— begin EXERCISE MATERIALS —

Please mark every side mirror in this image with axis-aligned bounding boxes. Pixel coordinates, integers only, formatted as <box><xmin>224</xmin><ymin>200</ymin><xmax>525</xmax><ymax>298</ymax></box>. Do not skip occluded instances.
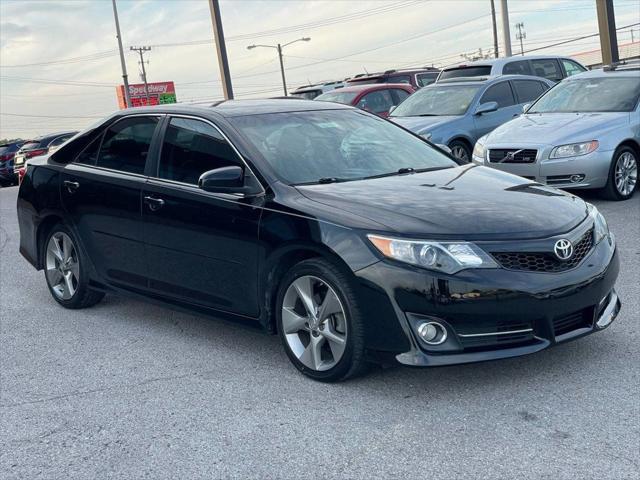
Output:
<box><xmin>476</xmin><ymin>102</ymin><xmax>498</xmax><ymax>115</ymax></box>
<box><xmin>198</xmin><ymin>166</ymin><xmax>262</xmax><ymax>195</ymax></box>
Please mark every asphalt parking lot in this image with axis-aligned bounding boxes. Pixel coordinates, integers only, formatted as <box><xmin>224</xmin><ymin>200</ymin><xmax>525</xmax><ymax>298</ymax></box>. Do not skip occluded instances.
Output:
<box><xmin>0</xmin><ymin>187</ymin><xmax>640</xmax><ymax>479</ymax></box>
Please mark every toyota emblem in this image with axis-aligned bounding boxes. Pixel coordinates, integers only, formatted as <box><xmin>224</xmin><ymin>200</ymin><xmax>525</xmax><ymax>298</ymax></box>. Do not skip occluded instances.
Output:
<box><xmin>553</xmin><ymin>238</ymin><xmax>573</xmax><ymax>260</ymax></box>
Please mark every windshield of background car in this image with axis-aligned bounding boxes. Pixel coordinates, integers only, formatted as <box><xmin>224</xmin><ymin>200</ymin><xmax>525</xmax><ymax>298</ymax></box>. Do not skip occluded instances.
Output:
<box><xmin>315</xmin><ymin>92</ymin><xmax>360</xmax><ymax>105</ymax></box>
<box><xmin>527</xmin><ymin>77</ymin><xmax>640</xmax><ymax>113</ymax></box>
<box><xmin>230</xmin><ymin>110</ymin><xmax>457</xmax><ymax>184</ymax></box>
<box><xmin>291</xmin><ymin>90</ymin><xmax>322</xmax><ymax>100</ymax></box>
<box><xmin>438</xmin><ymin>65</ymin><xmax>491</xmax><ymax>81</ymax></box>
<box><xmin>391</xmin><ymin>83</ymin><xmax>480</xmax><ymax>117</ymax></box>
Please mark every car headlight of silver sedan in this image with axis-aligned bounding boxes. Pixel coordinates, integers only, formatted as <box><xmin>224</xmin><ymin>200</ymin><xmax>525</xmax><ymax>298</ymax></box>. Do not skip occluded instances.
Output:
<box><xmin>367</xmin><ymin>234</ymin><xmax>499</xmax><ymax>274</ymax></box>
<box><xmin>587</xmin><ymin>203</ymin><xmax>614</xmax><ymax>245</ymax></box>
<box><xmin>549</xmin><ymin>140</ymin><xmax>598</xmax><ymax>158</ymax></box>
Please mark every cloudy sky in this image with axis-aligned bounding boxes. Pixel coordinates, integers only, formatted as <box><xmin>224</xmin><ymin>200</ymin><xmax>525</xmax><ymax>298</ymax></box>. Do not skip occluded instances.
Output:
<box><xmin>0</xmin><ymin>0</ymin><xmax>640</xmax><ymax>138</ymax></box>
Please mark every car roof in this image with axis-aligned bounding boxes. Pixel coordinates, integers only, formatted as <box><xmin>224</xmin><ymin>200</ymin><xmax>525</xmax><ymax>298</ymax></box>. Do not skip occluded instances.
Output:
<box><xmin>115</xmin><ymin>97</ymin><xmax>353</xmax><ymax>117</ymax></box>
<box><xmin>326</xmin><ymin>83</ymin><xmax>413</xmax><ymax>93</ymax></box>
<box><xmin>442</xmin><ymin>55</ymin><xmax>569</xmax><ymax>71</ymax></box>
<box><xmin>430</xmin><ymin>75</ymin><xmax>553</xmax><ymax>88</ymax></box>
<box><xmin>564</xmin><ymin>68</ymin><xmax>640</xmax><ymax>81</ymax></box>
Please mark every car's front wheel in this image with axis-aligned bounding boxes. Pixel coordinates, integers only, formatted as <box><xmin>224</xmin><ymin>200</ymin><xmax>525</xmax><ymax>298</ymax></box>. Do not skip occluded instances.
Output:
<box><xmin>44</xmin><ymin>224</ymin><xmax>104</xmax><ymax>309</ymax></box>
<box><xmin>276</xmin><ymin>258</ymin><xmax>367</xmax><ymax>382</ymax></box>
<box><xmin>603</xmin><ymin>145</ymin><xmax>638</xmax><ymax>200</ymax></box>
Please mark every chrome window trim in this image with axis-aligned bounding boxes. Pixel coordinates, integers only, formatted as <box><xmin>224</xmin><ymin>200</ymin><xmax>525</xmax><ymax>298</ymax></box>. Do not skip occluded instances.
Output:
<box><xmin>159</xmin><ymin>113</ymin><xmax>266</xmax><ymax>197</ymax></box>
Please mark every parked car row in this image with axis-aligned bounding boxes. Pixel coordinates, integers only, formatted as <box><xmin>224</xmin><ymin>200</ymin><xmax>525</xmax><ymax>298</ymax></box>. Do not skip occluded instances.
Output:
<box><xmin>308</xmin><ymin>57</ymin><xmax>640</xmax><ymax>200</ymax></box>
<box><xmin>0</xmin><ymin>131</ymin><xmax>78</xmax><ymax>186</ymax></box>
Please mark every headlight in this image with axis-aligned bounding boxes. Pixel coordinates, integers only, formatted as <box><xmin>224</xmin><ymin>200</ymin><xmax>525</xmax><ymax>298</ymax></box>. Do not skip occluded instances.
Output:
<box><xmin>367</xmin><ymin>235</ymin><xmax>498</xmax><ymax>274</ymax></box>
<box><xmin>473</xmin><ymin>135</ymin><xmax>488</xmax><ymax>160</ymax></box>
<box><xmin>549</xmin><ymin>140</ymin><xmax>598</xmax><ymax>158</ymax></box>
<box><xmin>587</xmin><ymin>203</ymin><xmax>613</xmax><ymax>244</ymax></box>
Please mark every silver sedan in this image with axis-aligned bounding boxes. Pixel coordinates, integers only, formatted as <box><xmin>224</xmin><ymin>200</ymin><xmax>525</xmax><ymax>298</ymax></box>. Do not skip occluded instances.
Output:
<box><xmin>473</xmin><ymin>65</ymin><xmax>640</xmax><ymax>200</ymax></box>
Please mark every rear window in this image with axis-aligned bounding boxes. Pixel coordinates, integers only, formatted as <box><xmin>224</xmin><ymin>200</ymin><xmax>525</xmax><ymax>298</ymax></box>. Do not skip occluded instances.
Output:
<box><xmin>20</xmin><ymin>140</ymin><xmax>40</xmax><ymax>150</ymax></box>
<box><xmin>439</xmin><ymin>65</ymin><xmax>491</xmax><ymax>80</ymax></box>
<box><xmin>315</xmin><ymin>91</ymin><xmax>359</xmax><ymax>105</ymax></box>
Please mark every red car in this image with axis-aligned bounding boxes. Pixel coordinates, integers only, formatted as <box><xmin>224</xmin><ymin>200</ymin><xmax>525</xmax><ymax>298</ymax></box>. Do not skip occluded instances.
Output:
<box><xmin>315</xmin><ymin>83</ymin><xmax>415</xmax><ymax>117</ymax></box>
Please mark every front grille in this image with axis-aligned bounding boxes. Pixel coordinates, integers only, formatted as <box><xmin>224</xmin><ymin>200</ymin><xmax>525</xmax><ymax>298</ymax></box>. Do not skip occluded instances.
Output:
<box><xmin>553</xmin><ymin>307</ymin><xmax>593</xmax><ymax>337</ymax></box>
<box><xmin>492</xmin><ymin>228</ymin><xmax>593</xmax><ymax>273</ymax></box>
<box><xmin>489</xmin><ymin>148</ymin><xmax>538</xmax><ymax>163</ymax></box>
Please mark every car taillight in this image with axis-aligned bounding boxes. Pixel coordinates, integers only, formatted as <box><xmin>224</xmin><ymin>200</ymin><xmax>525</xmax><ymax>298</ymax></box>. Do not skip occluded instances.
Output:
<box><xmin>24</xmin><ymin>148</ymin><xmax>47</xmax><ymax>158</ymax></box>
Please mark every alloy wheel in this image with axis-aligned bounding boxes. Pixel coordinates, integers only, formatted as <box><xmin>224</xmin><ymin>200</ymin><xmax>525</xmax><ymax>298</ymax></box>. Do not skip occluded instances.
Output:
<box><xmin>46</xmin><ymin>232</ymin><xmax>80</xmax><ymax>300</ymax></box>
<box><xmin>615</xmin><ymin>152</ymin><xmax>638</xmax><ymax>197</ymax></box>
<box><xmin>282</xmin><ymin>275</ymin><xmax>347</xmax><ymax>371</ymax></box>
<box><xmin>451</xmin><ymin>145</ymin><xmax>469</xmax><ymax>162</ymax></box>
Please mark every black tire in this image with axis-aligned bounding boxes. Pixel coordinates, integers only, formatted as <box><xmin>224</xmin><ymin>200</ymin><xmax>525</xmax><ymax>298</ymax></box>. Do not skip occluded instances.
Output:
<box><xmin>600</xmin><ymin>145</ymin><xmax>640</xmax><ymax>201</ymax></box>
<box><xmin>276</xmin><ymin>258</ymin><xmax>369</xmax><ymax>382</ymax></box>
<box><xmin>449</xmin><ymin>140</ymin><xmax>471</xmax><ymax>163</ymax></box>
<box><xmin>42</xmin><ymin>223</ymin><xmax>104</xmax><ymax>310</ymax></box>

— end EXERCISE MATERIALS —

▶ [TASK BRIEF]
Copy everything from the line containing "Please mark every black" down to the end of the listing, swapping "tire" for "wheel" and leaving everything else unchanged.

▶ [RESULT]
Please mark every black wheel in this image with axis-aligned bounding boxes. Pixel coordinates, integers only, formatted as <box><xmin>224</xmin><ymin>200</ymin><xmax>525</xmax><ymax>298</ymax></box>. Do not skip occluded instances.
Output:
<box><xmin>600</xmin><ymin>145</ymin><xmax>640</xmax><ymax>201</ymax></box>
<box><xmin>276</xmin><ymin>258</ymin><xmax>369</xmax><ymax>382</ymax></box>
<box><xmin>449</xmin><ymin>140</ymin><xmax>471</xmax><ymax>163</ymax></box>
<box><xmin>42</xmin><ymin>223</ymin><xmax>104</xmax><ymax>310</ymax></box>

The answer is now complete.